In the text below on medulloblastoma, in which part of the brain are these tumors most commonly found?

Top of DOCUMENT TEXT

Medulloblastomas usually develop in a part of the brain called the posterior fossa and are most commonly found in the cerebellum, an area of the posterior fossa that controls coordination and balance. Medulloblastoma can occur in both children and adults but is more common in children. They occur more often in males than females.


Resource:  National Center for Biotechnology Information

Rare Haemorrhage in Medulloblastoma

Children with medulloblastomas most commonly present with signs and symptoms of elevated intracranial pressure due to obstructive hydrocephalus, especially headaches and vomiting. However, some pediatric patients present with sudden neurological deterioration due to intracerebellar hemorrhage associated with medulloblastoma, although very few reports exist that document this phenomenon.

Zechariah's case is rare. He developed hemorrhage in medulloblastoma which lead to sudden neurological deterioration and brain death. He passed on peacefully 10 days after his "first headache".

Bottom of DOCUMENT TEXT
Top of RECORDED DATA

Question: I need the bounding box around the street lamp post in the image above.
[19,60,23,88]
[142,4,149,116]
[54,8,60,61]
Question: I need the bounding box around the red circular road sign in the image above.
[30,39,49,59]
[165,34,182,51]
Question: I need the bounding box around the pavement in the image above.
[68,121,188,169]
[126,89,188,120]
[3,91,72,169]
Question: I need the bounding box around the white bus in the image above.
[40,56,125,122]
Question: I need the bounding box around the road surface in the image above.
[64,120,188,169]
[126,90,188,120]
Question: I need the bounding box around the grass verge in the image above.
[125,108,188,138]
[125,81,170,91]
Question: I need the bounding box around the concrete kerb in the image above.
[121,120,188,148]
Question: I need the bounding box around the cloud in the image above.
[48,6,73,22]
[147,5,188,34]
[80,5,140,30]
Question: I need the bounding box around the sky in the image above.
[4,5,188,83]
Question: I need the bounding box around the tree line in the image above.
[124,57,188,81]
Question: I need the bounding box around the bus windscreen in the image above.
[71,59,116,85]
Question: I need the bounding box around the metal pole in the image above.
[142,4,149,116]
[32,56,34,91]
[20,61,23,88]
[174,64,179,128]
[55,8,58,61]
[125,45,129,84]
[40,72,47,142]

Bottom of RECORDED DATA

--- OUTPUT FOR THIS EXERCISE ---
They are most commonly found in the cerebellum, the area of the posterior fossa that controls coordination and balance.